**Exercise instructions**
Copy every record below exactly.

━━ Records provided ━━

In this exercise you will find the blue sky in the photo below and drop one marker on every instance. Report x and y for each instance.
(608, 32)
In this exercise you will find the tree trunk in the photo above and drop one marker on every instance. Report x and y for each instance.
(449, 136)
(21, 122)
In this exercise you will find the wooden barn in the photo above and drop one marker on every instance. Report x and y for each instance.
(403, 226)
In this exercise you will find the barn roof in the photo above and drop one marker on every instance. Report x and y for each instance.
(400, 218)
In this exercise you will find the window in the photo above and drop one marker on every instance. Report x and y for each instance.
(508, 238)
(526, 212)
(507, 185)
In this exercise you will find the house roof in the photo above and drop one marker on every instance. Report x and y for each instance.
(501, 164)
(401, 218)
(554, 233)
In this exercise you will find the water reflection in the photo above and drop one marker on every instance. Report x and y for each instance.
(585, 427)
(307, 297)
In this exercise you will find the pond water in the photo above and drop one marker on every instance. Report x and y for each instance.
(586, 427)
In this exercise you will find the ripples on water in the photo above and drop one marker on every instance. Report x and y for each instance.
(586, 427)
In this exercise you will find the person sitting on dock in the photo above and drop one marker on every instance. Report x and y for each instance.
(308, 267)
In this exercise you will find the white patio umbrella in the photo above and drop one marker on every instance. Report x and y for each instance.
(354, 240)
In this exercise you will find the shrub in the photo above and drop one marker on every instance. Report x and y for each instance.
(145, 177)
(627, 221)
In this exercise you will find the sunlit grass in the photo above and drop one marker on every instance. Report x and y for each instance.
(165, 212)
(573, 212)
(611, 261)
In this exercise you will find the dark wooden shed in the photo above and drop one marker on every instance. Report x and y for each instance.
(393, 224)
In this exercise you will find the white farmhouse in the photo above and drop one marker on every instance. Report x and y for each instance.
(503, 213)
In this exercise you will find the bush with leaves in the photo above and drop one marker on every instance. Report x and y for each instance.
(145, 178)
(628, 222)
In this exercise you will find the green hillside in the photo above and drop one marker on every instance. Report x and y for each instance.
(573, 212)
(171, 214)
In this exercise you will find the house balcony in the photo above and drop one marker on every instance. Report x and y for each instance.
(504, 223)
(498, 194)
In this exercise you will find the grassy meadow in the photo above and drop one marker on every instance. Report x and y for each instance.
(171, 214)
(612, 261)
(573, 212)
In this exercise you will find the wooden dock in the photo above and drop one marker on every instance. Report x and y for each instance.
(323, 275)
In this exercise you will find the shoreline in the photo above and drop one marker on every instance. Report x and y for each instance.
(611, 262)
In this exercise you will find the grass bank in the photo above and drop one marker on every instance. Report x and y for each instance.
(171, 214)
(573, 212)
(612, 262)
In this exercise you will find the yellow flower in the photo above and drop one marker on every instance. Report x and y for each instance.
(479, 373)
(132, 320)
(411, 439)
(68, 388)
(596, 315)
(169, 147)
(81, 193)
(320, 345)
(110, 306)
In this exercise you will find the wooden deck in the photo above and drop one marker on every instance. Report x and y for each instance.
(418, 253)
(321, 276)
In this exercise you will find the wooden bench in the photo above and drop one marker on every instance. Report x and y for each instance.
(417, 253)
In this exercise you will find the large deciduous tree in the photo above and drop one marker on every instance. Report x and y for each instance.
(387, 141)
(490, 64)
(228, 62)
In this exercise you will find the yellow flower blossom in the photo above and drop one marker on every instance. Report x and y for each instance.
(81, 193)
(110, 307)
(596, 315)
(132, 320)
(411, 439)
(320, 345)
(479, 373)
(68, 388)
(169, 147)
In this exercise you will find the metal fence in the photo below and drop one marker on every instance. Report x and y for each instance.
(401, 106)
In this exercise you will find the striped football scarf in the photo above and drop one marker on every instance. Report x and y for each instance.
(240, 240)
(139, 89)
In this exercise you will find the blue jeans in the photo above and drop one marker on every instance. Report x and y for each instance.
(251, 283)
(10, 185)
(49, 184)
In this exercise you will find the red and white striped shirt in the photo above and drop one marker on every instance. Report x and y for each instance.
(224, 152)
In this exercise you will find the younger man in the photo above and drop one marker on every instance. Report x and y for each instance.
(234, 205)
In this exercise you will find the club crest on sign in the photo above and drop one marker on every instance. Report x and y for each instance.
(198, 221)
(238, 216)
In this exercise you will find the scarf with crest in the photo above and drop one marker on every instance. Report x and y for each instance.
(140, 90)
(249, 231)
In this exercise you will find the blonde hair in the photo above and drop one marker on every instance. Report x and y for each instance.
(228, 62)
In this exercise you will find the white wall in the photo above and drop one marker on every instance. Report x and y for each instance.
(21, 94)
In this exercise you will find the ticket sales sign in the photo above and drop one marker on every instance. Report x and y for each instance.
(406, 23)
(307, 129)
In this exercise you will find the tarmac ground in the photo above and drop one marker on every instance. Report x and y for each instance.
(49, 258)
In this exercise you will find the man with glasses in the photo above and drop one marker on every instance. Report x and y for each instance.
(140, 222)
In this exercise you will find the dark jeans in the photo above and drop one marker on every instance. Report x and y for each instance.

━━━

**Result for this task**
In this exercise you will find the blue sky in the photo below and drop one marker on every instance. Report x and y for each instance.
(608, 32)
In this exercise you will find the tree trunk in the photo above and drop one marker on every instance. Report x and y for each instance.
(449, 136)
(21, 122)
In this exercise you will find the wooden barn in the photo above and drop one marker on every instance. Report x and y for each instance.
(403, 226)
In this exercise you will find the barn roof in the photo above and drop one marker on every instance. Report x and y for each instance.
(400, 218)
In this exercise you will find the window in the photo above and drop one marker on every instance. Report x and y for each instance.
(508, 238)
(526, 212)
(507, 185)
In this exercise you will find the house roof in the photo above and drop one marker on every instance. Report x and y for each instance.
(501, 164)
(401, 218)
(554, 233)
In this exercise you will find the water reflection in the photo above and drop one marker on every instance. Report x and y for each instance.
(585, 427)
(307, 297)
In this exercise you will find the pond water in the photo above and drop one marker on every instance. Report x and y for each instance.
(586, 427)
In this exercise you will find the ripples on water in the photo above and drop one marker on every instance. Report x and y for each instance.
(586, 427)
In this exercise you will find the person sitting on dock in the photo above and drop one marker on every instance. Report x and y for each instance.
(308, 267)
In this exercise you will find the white patio umbrella in the photo above and drop one marker on every instance. Report x and y for each instance.
(354, 240)
In this exercise you will find the shrub in the photo above and drop one marker on every instance. Report x and y for each instance.
(145, 177)
(627, 221)
In this exercise you will find the sunlit grass in the photo above and drop one marker on every instance. Report x and y for each instance.
(165, 212)
(573, 212)
(611, 261)
In this exercise you will find the dark wooden shed in the photo above and drop one marker on every instance. Report x and y for each instance.
(393, 224)
In this exercise you will find the white farmhouse in the photo above and drop one marker on every instance. Report x and y for each instance.
(503, 213)
In this exercise you will find the bush with leaves in the photo above and drop one marker on every instance. Report x and y for each instance.
(145, 178)
(628, 222)
In this exercise you will find the green hillside in the photo above and drop one marker on every instance. Report x and y for each instance.
(573, 212)
(171, 214)
In this exercise you will find the house balcony in the photo above and drop one marker on every instance. Report x and y for each instance.
(504, 223)
(498, 194)
In this exercise you will find the grassy meadow in the photo above and drop one marker on every instance. Report x and y for each instance.
(171, 214)
(612, 261)
(573, 212)
In this exercise you will find the wooden dock in the photo above and drop one marker on every instance. Report x and y for each instance.
(323, 275)
In this exercise you will find the shoreline in the photo above and drop one marker on every instance. Report x and y for each instance.
(611, 262)
In this exercise you will find the grass bank in the photo above and drop one marker on every instance. Report x and y for each instance.
(171, 214)
(573, 212)
(612, 262)
In this exercise you will find the yellow flower in the photo above and drop one marker on every instance. Report x and y for each instance.
(479, 373)
(132, 320)
(411, 439)
(68, 388)
(596, 315)
(169, 147)
(81, 193)
(320, 345)
(110, 306)
In this exercise you will find the wooden deck in the photo above and drop one marker on every instance. Report x and y for each instance.
(418, 253)
(321, 276)
In this exercise you will find the wooden bench in the photo above and drop one marker on every instance. Report x and y for each instance.
(417, 253)
In this exercise you will find the large deciduous tree in the photo above and drop one marker on every instance. Report x and y for each instance.
(387, 141)
(490, 64)
(228, 62)
In this exercise you will find the yellow flower blossom in the photo above and drop one marker on every instance. Report x and y for each instance.
(81, 193)
(110, 307)
(596, 315)
(132, 320)
(411, 439)
(320, 345)
(479, 373)
(68, 388)
(169, 147)
In this exercise you will find the metal fence in the photo below and drop one marker on every instance. Report x and y for each instance.
(401, 106)
In this exercise you will find the striped football scarf in the photo above and drop one marker on every instance. Report x and y for each instance.
(240, 240)
(139, 89)
In this exercise you will find the blue jeans in the photo above and drop one marker on every instance. Report x and y for each instance.
(251, 283)
(10, 185)
(49, 184)
In this exercise you will find the red and white striped shirt in the photo above and drop one marker on every instance. Report x and y for each instance.
(224, 152)
In this exercise you will find the younger man in the photo above and drop one marker on every instance. Report x and y for each instance.
(234, 205)
In this exercise you will find the club crest on sign in the photo above and drop one marker on every instance. Report x and y for each instance.
(198, 221)
(238, 216)
In this exercise you will find the scarf with crest in the photo above and drop one marker on every instance. Report x and y for each instance.
(140, 90)
(249, 231)
In this exercise you will find the blonde hair in the photo above and drop one marker on every instance. Report x and y for each instance.
(228, 62)
In this exercise you will find the white wall in the photo above and drop one marker on every instance. Report x and y for each instance.
(21, 94)
In this exercise you will find the ticket sales sign in the photo above and drop one marker on every instance. Report x and y for each instance.
(406, 23)
(307, 129)
In this exercise you will find the tarmac ground in the photo above and drop one marker on every instance. Report x and y for each instance.
(49, 258)
In this exercise you will find the man with glasses in the photo above and drop one marker on every instance. Report x and y for each instance.
(140, 222)
In this exercise you will find the dark jeans in the photo above and drop one marker on every instance. Report x and y for each instance.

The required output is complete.